| STUDY MATERIAL |

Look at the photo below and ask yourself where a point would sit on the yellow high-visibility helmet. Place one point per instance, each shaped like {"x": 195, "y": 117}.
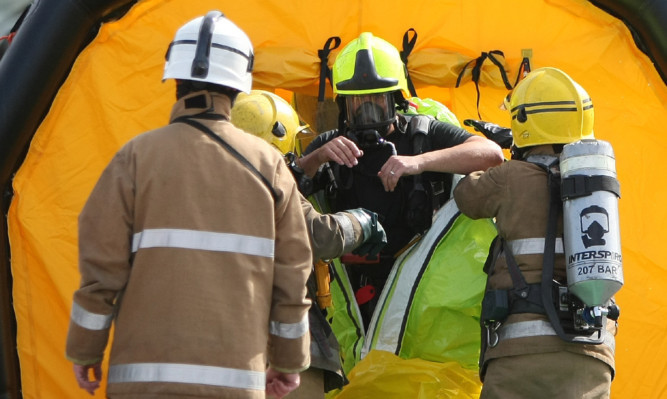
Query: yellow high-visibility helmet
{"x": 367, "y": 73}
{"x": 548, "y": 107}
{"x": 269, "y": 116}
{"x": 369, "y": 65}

--

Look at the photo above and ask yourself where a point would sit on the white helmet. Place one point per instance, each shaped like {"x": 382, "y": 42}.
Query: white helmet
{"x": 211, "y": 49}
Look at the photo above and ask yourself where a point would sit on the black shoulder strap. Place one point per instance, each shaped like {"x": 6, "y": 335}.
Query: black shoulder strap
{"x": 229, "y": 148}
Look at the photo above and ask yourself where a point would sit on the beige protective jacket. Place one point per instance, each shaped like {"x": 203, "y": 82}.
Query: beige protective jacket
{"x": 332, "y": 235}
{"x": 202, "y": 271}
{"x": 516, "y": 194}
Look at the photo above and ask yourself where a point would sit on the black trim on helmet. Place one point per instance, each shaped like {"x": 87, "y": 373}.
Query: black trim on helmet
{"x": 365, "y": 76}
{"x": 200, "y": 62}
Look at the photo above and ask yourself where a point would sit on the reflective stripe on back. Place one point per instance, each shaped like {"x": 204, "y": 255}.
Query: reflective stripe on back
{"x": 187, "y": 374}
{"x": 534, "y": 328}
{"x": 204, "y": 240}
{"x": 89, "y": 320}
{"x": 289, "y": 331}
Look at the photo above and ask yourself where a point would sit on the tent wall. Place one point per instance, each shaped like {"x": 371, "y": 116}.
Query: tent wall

| REQUIRED WORK |
Only lines containing the string "wall" belong in the answer; find them in the data above and copy them.

| COMPLETED TASK |
Look at the photo above and ask yourself where a point would sit on the tent wall. Place one point per instance, each shaped like {"x": 371, "y": 116}.
Query: tent wall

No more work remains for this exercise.